**Passage given:**
▼

On March 19, 2019 (“Budget Day”), Federal Finance Minister Bill Morneau tabled the Liberal Government’s 2019 Budget in the House of Commons (“Budget 2019”). Perhaps because 2019 is a federal election year, Budget 2019 does not propose to increase tax rates or the capital gain inclusion rate, as some had expected. In addition, Budget 2019 does not propose any initiatives to simplify the Canadian tax system which has become increasingly complex and, in light of US tax reform, decreasingly competitive.

This article provides a summary of selected tax measures proposed in Budget 2019. This article is not intended to cover the many proposed technical changes but is rather intended to highlight some key topics of interest.

Increased access to scientific research tax credits

Under the current Scientific Research and Experimental Development (“SR&ED”) program, a Canadian-controlled private corporation (“CCPC”) is eligible for a refundable tax credit of 35% of up to $3 million of qualified SR&ED expenditures (including for example wages, expenditures for materials, and overhead) per year (“Expenditure Limit”).

▲

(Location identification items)
▼

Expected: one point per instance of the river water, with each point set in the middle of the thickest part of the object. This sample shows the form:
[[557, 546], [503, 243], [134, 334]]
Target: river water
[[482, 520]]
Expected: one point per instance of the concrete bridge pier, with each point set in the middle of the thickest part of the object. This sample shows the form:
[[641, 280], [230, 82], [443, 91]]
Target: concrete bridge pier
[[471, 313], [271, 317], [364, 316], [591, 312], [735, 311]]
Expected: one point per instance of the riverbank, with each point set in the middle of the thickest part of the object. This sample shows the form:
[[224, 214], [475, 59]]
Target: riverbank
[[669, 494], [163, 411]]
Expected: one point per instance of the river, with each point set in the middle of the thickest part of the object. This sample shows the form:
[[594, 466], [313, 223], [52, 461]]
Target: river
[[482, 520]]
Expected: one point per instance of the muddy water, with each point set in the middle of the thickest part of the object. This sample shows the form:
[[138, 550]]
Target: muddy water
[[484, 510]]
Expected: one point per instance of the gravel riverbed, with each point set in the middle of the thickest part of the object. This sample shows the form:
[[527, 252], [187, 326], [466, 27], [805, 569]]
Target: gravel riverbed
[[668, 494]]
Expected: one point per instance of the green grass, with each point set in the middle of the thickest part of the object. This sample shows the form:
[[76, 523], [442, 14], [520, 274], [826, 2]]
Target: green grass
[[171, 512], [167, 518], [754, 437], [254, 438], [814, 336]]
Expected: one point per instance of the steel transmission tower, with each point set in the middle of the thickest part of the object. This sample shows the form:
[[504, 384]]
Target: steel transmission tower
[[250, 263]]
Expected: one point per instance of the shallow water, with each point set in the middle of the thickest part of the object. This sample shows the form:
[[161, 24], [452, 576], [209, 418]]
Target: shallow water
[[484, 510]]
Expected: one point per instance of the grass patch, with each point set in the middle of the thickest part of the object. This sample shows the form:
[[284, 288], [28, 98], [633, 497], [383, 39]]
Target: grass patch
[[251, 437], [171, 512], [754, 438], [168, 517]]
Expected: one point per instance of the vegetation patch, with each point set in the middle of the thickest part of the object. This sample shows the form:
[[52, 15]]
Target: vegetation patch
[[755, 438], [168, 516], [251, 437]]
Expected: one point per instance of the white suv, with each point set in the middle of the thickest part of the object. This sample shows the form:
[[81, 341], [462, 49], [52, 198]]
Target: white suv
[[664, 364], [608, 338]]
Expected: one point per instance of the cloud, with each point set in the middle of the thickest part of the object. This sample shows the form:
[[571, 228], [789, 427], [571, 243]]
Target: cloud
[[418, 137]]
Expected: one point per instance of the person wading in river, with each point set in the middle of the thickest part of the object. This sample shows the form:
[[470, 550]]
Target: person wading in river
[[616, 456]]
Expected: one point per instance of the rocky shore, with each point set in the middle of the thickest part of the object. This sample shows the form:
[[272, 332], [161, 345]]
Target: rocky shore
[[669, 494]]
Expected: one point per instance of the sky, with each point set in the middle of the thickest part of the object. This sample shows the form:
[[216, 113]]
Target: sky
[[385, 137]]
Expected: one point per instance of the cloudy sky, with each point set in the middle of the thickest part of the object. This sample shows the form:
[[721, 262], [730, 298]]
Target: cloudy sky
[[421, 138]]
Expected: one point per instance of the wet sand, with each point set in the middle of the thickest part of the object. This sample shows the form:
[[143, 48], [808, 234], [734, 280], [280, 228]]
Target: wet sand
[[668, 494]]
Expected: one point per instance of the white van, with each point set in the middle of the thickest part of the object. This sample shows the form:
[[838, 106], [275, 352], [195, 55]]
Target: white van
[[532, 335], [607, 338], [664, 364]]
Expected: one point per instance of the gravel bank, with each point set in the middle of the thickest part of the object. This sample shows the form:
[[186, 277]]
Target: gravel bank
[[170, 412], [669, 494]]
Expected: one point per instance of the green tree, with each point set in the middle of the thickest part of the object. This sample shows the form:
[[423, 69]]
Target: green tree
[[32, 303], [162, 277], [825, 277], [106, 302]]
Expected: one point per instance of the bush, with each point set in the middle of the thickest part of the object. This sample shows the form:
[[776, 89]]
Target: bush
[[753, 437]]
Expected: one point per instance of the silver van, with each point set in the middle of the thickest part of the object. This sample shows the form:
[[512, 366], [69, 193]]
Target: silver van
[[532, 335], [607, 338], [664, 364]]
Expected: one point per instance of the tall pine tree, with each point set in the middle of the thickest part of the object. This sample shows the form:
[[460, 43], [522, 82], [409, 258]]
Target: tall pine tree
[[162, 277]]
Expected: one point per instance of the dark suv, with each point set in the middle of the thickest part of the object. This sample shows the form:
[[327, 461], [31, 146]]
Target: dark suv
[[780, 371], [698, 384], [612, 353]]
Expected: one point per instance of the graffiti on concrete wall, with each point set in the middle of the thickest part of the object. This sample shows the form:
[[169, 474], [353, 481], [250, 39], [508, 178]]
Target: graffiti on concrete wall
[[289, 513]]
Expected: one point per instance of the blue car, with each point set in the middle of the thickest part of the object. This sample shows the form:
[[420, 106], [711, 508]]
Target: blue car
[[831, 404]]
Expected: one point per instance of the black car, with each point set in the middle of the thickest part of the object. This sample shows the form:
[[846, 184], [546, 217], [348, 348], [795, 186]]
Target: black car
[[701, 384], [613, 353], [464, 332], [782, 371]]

▲

**Instruction 1:**
Answer these questions using the Budget 2019 article:
(a) On what date was Budget 2019 tabled in the House of Commons?
(b) What rate of refundable tax credit can a CCPC receive under the current SR&ED program?
(c) What dollar amount of qualified SR&ED expenditures per year does the Expenditure Limit cover?
**Instruction 2:** Set down the Budget 2019 article word for word, from "On March 19, 2019" down to "reform, decreasingly competitive.".
**Instruction 3:** Resume the Budget 2019 article after its last sentence.
The rows are not needed for any of these tasks.

**Exercise output 1:**
(a) March 19, 2019
(b) 35%
(c) Up to $3 million

**Exercise output 2:**
On March 19, 2019 (“Budget Day”), Federal Finance Minister Bill Morneau tabled the Liberal Government’s 2019 Budget in the House of Commons (“Budget 2019”). Perhaps because 2019 is a federal election year, Budget 2019 does not propose to increase tax rates or the capital gain inclusion rate, as some had expected. In addition, Budget 2019 does not propose any initiatives to simplify the Canadian tax system which has become increasingly complex and, in light of US tax reform, decreasingly competitive.

**Exercise output 3:**
CCPCs (for qualified SR&ED expenditures in excess of the Expenditure Limit) and non-CCPCs are only eligible for a non-refundable tax credit of 15% of qualified SR&ED expenditures.

The Expenditure Limit, and therefore the availability of the enhanced refundable 35% tax credit to a CCPC, is currently phased out on a straight line basis where taxable income and taxable capital employed in Canada exceed certain amounts. In particular, the Expenditure Limit:

  • is reduced proportionately to the extent taxable income for the previous taxation year exceeds $500,000 and eliminated when taxable income for the previous taxation year equals or exceeds $800,000, and
  • is reduced proportionately to the extent taxable capital employed in Canada for the previous taxation year exceeds $10 million and eliminated when taxable capital employed in Canada for the previous taxation year equals or exceeds $50 million.

The taxable income and taxable capital employed in Canada factors are considered on an associated group basis.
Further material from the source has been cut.